● **What to do**
Word for word, restate all the records; images are not part of the copy.

● **Data for analysis**
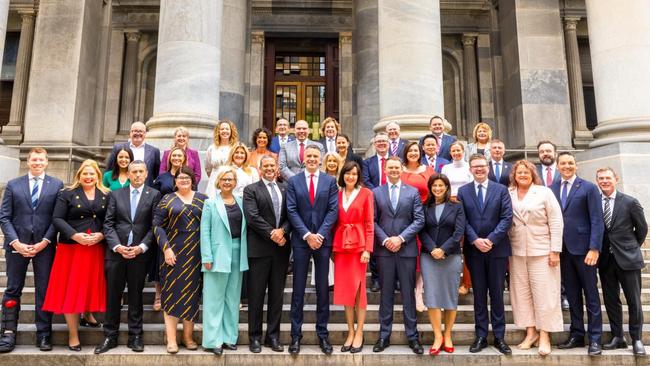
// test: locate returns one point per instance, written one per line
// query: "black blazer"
(260, 217)
(626, 235)
(445, 234)
(74, 214)
(118, 224)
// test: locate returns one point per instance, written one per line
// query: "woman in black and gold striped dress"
(177, 221)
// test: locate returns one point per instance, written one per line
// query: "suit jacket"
(19, 220)
(493, 222)
(74, 213)
(445, 234)
(118, 223)
(623, 240)
(261, 219)
(216, 237)
(504, 178)
(406, 221)
(275, 143)
(151, 159)
(317, 219)
(537, 223)
(290, 163)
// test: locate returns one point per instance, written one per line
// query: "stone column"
(581, 134)
(13, 132)
(127, 106)
(188, 71)
(410, 65)
(472, 114)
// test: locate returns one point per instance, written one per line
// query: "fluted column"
(581, 134)
(188, 71)
(472, 114)
(13, 132)
(127, 105)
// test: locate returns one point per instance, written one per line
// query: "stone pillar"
(127, 107)
(581, 134)
(187, 71)
(13, 132)
(410, 65)
(472, 115)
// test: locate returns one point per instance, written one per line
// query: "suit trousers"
(301, 256)
(392, 268)
(488, 276)
(16, 272)
(612, 279)
(221, 295)
(270, 273)
(580, 278)
(120, 273)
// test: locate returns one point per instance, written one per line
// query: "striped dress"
(176, 226)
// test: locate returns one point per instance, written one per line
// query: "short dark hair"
(346, 168)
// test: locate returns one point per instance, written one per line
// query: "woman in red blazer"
(353, 241)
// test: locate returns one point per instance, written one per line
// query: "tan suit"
(536, 230)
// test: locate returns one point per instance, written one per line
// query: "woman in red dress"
(353, 241)
(77, 284)
(417, 175)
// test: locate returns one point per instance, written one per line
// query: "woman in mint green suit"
(224, 257)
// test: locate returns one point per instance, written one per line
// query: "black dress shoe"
(572, 342)
(478, 345)
(325, 346)
(255, 346)
(381, 345)
(274, 344)
(616, 342)
(108, 344)
(502, 346)
(136, 343)
(294, 347)
(594, 349)
(415, 345)
(638, 348)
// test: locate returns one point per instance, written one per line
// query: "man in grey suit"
(293, 152)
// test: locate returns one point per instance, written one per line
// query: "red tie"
(312, 190)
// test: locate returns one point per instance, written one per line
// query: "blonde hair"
(77, 177)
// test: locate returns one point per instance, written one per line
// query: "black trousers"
(16, 272)
(266, 273)
(612, 279)
(120, 273)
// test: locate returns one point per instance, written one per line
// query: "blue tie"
(35, 193)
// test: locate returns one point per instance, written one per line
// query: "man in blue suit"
(312, 208)
(582, 240)
(399, 216)
(489, 215)
(26, 219)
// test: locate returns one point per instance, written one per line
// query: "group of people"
(433, 218)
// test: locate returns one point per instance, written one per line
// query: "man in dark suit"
(141, 151)
(312, 207)
(499, 169)
(581, 243)
(26, 219)
(130, 242)
(265, 208)
(621, 260)
(399, 216)
(489, 215)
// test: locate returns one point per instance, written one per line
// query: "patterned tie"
(35, 193)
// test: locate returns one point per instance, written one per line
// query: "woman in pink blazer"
(536, 239)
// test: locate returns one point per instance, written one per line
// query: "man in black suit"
(26, 219)
(265, 209)
(127, 228)
(621, 260)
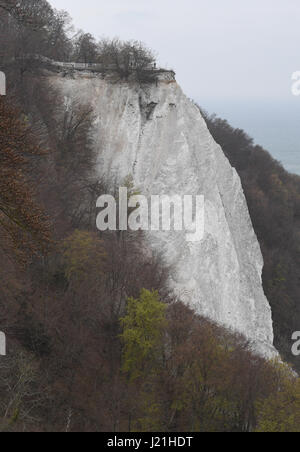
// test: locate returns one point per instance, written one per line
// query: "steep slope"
(158, 136)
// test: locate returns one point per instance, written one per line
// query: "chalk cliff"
(157, 135)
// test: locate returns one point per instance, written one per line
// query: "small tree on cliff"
(126, 57)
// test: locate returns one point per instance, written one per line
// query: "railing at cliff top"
(92, 66)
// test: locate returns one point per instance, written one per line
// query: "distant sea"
(273, 125)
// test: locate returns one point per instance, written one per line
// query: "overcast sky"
(220, 49)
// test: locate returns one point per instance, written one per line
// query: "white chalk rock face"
(157, 135)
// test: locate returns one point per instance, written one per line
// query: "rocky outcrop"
(157, 135)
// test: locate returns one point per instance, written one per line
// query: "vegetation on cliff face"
(95, 341)
(273, 197)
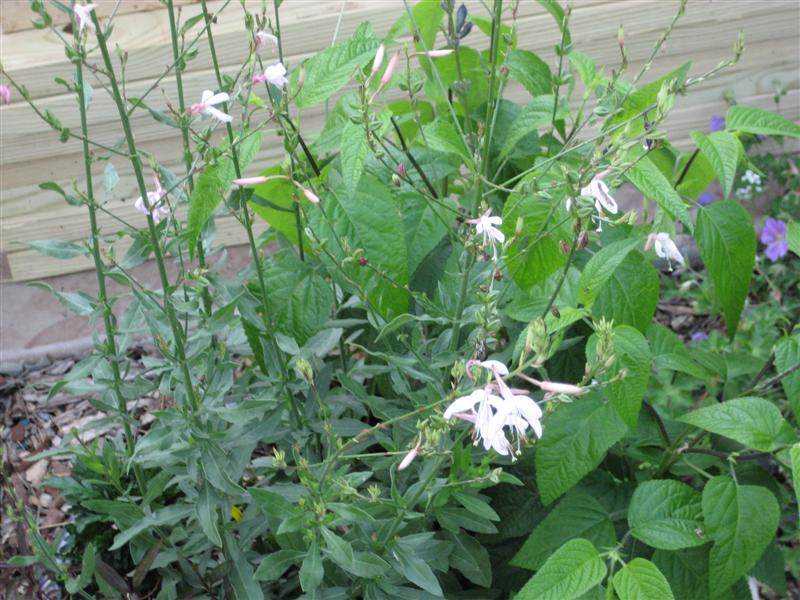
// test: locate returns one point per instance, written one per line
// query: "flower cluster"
(511, 408)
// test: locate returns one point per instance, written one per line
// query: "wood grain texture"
(30, 152)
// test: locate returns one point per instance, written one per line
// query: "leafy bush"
(445, 375)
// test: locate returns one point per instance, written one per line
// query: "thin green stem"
(136, 163)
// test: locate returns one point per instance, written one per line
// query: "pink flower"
(153, 206)
(390, 68)
(206, 106)
(274, 74)
(83, 16)
(263, 38)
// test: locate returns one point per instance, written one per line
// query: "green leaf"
(165, 516)
(353, 154)
(471, 558)
(787, 354)
(441, 136)
(759, 121)
(666, 514)
(601, 267)
(742, 520)
(207, 513)
(536, 255)
(633, 355)
(793, 236)
(722, 149)
(300, 299)
(59, 248)
(328, 71)
(686, 571)
(578, 435)
(641, 580)
(578, 515)
(213, 184)
(370, 220)
(630, 296)
(535, 115)
(753, 422)
(727, 244)
(649, 180)
(531, 71)
(312, 570)
(571, 571)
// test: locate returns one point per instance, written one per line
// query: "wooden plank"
(16, 15)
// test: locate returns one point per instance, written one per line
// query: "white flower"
(263, 39)
(274, 74)
(665, 248)
(83, 16)
(153, 205)
(598, 190)
(486, 225)
(206, 106)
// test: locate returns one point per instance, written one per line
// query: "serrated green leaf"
(531, 71)
(630, 295)
(353, 154)
(727, 244)
(759, 121)
(742, 520)
(578, 515)
(649, 180)
(666, 514)
(686, 571)
(572, 570)
(328, 71)
(633, 355)
(641, 580)
(578, 436)
(722, 149)
(533, 116)
(601, 267)
(753, 422)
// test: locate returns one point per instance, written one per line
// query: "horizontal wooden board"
(29, 152)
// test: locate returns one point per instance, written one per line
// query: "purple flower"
(716, 123)
(705, 198)
(773, 235)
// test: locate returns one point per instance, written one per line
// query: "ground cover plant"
(449, 369)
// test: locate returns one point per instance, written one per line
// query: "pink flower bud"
(312, 197)
(376, 64)
(390, 68)
(408, 458)
(251, 180)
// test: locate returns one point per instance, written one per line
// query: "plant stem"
(284, 375)
(136, 163)
(99, 267)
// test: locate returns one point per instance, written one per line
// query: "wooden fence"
(30, 152)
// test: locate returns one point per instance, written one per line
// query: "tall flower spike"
(207, 103)
(84, 17)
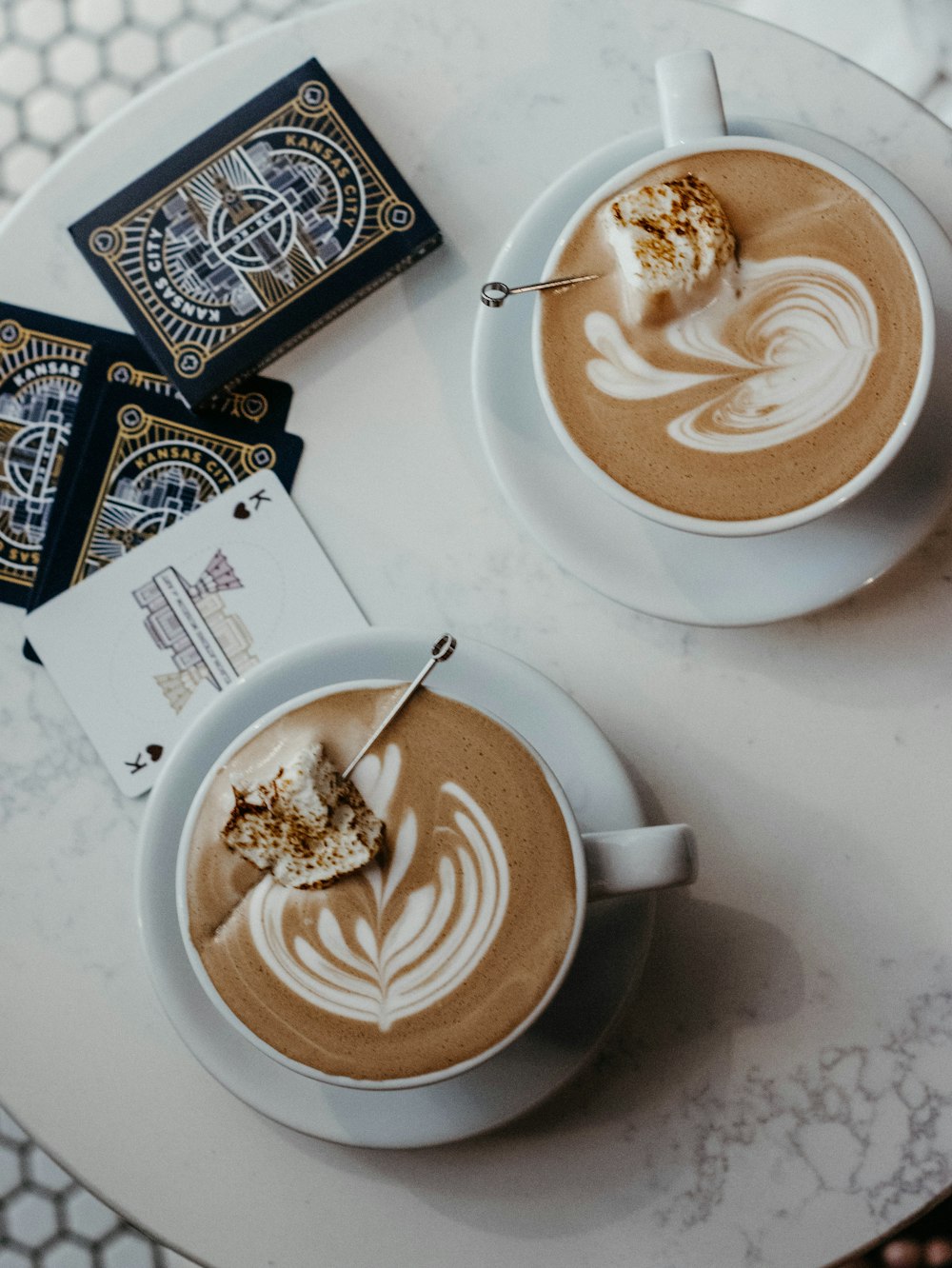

● **Solution for this exercise**
// test: locate returns one point per instance, written one per line
// query: "black blazer"
(260, 217)
(626, 235)
(445, 234)
(74, 214)
(118, 224)
// test: locate returns one point per instance, written one per line
// query: "woman in black and gold striped dress"
(177, 221)
// test: locate returns one point per instance, written one per line
// query: "suit jacket"
(19, 220)
(493, 222)
(74, 213)
(445, 234)
(118, 223)
(623, 240)
(261, 219)
(216, 237)
(504, 178)
(406, 221)
(275, 143)
(151, 159)
(317, 219)
(537, 223)
(290, 163)
// test: locate returns one point per instance, written one per line
// query: "stone column"
(581, 134)
(13, 132)
(127, 106)
(188, 71)
(410, 65)
(472, 114)
// test: locate returns one point per instance, written one per line
// query: "fluted column"
(581, 134)
(188, 71)
(472, 114)
(13, 132)
(127, 105)
// test: locate returns one point per instance, written one per line
// query: "stone pillar"
(127, 107)
(581, 134)
(187, 71)
(13, 132)
(410, 65)
(472, 115)
// test: locate returns one point per instance, written one per line
// query: "suit trousers"
(301, 256)
(392, 268)
(488, 276)
(16, 272)
(612, 279)
(221, 295)
(270, 273)
(580, 278)
(120, 273)
// test: locate returns one point per instance, written one per line
// query: "striped dress"
(176, 226)
// test: locate returns one point per instance, written one per line
// query: "short dark hair"
(346, 168)
// test: locate returns one point per instance, written one per line
// query: "woman in red blazer"
(353, 241)
// test: locate returns one point per instance, written one per line
// query: "tan suit"
(536, 230)
// test: locate returns one point per instance, written one per line
// query: "woman in red dress"
(353, 241)
(77, 284)
(417, 175)
// test: locate returns one point per instance, written one per line
// query: "woman in mint green suit"
(224, 257)
// test: locate returns one point per instance, written one per line
// query: "black dress shoe"
(572, 342)
(478, 345)
(325, 346)
(255, 346)
(381, 345)
(274, 344)
(616, 342)
(108, 344)
(502, 346)
(136, 343)
(294, 347)
(594, 349)
(415, 345)
(638, 348)
// test: locate returns one point per instance, written one per line
// query: "man in grey suit"
(293, 152)
// test: locate returns one point per instance, written one per line
// query: "red tie"
(312, 190)
// test: locate returns one point per instance, written one per line
// query: "blonde hair"
(77, 177)
// test: locate returns one point per instance, written one per line
// query: "black trousers"
(16, 272)
(266, 273)
(612, 279)
(120, 273)
// test: locate returns one point per instance, written one per line
// query: "blue tie"
(35, 193)
// test: locate returns one point per instance, written one per line
// query: "man in blue suit"
(312, 208)
(582, 240)
(399, 216)
(489, 215)
(26, 219)
// test: locate returns one point per instance, written one per line
// query: "group of people"
(433, 218)
// test: locate returns one point per instance, written one per line
// query: "man in dark suit"
(141, 151)
(312, 207)
(499, 169)
(581, 243)
(26, 219)
(130, 242)
(265, 208)
(621, 260)
(399, 216)
(489, 215)
// test: locate returns one point per instance, written one per line
// query: "patterned tie"
(35, 193)
// test: locate returns one point per instance, written one per line
// query: "woman in pink blazer"
(536, 239)
// test: locate returns one point per instance, written one per line
// query: "man in black suit"
(26, 219)
(265, 209)
(127, 228)
(621, 260)
// test: locate returns one point per instance, written one per line
// query: "steep slope"
(158, 136)
// test: locate returns one point per instance, written one per line
// query: "chalk cliff"
(157, 135)
// test: locate returns one point per instance, written one per line
// query: "small tree on cliff"
(126, 57)
// test: locate returns one point per instance, written one per line
// query: "railing at cliff top"
(92, 66)
// test: locate returns one point per instance, written one per line
// query: "distant sea"
(273, 125)
// test: locate returns one point per instance, written one per line
// query: "overcast sky"
(220, 49)
// test: locate returns one point per instance, written one per line
// query: "white chalk rock face"
(157, 135)
// test: locate returns one point per instance, written one per line
// query: "rocky outcrop"
(157, 135)
// test: locate returns one point per instance, written one per line
// query: "vegetation on cliff face"
(95, 341)
(273, 197)
// test: locate returns one point per instance, written one per line
// query: "flower cluster"
(511, 408)
// test: locate returns one point per instance, written one per line
// query: "wood grain texture"
(30, 152)
// test: locate returns one point per instance, written one per line
// query: "leafy bush"
(445, 375)
// test: locate returns one point per instance, written one per line
// query: "thin green stem"
(136, 163)
// test: locate returns one point per instance, written one per line
// query: "pink flower"
(153, 206)
(390, 68)
(206, 106)
(274, 74)
(83, 16)
(263, 38)
// test: locate returns one point per instance, written one per line
// query: "green leaf"
(165, 516)
(353, 154)
(471, 558)
(787, 354)
(441, 136)
(759, 121)
(666, 514)
(601, 267)
(742, 520)
(207, 513)
(536, 255)
(633, 355)
(793, 236)
(722, 149)
(300, 299)
(59, 248)
(328, 71)
(686, 571)
(578, 435)
(641, 580)
(578, 515)
(213, 184)
(370, 220)
(630, 296)
(535, 115)
(753, 422)
(727, 244)
(649, 180)
(531, 71)
(312, 570)
(571, 571)
// test: locate returns one point per instance, written one per line
// query: "wooden plank"
(16, 15)
// test: locate returns one point per instance, written one per line
// query: "white flower"
(263, 39)
(274, 74)
(665, 248)
(83, 16)
(153, 205)
(598, 190)
(486, 225)
(206, 106)
// test: locate returns one point per instance, written one per line
// query: "serrated green leaf"
(531, 71)
(630, 295)
(353, 154)
(727, 244)
(759, 121)
(742, 520)
(578, 515)
(649, 180)
(666, 514)
(686, 571)
(572, 570)
(328, 71)
(633, 355)
(641, 580)
(578, 436)
(722, 149)
(533, 116)
(601, 267)
(753, 422)
// test: locate returns one point per instance, written one per line
// query: "horizontal wooden board"
(29, 152)
// test: locate returns one point per instance, written one per line
// query: "purple flower"
(716, 123)
(705, 198)
(773, 235)
// test: locate returns one point per instance, written one per line
// query: "ground cover plant"
(449, 369)
// test: locate returns one point per instance, written one per line
// query: "pink flower bud"
(312, 197)
(376, 64)
(390, 68)
(408, 458)
(251, 180)
// test: locate returns one point per instance, written one per line
// query: "plant stem"
(284, 375)
(136, 163)
(99, 267)
// test: locate returns one point per instance, written one per line
// query: "wooden fence"
(30, 152)
// test: locate returns one point per instance, written one per line
// query: "tall flower spike"
(207, 103)
(84, 17)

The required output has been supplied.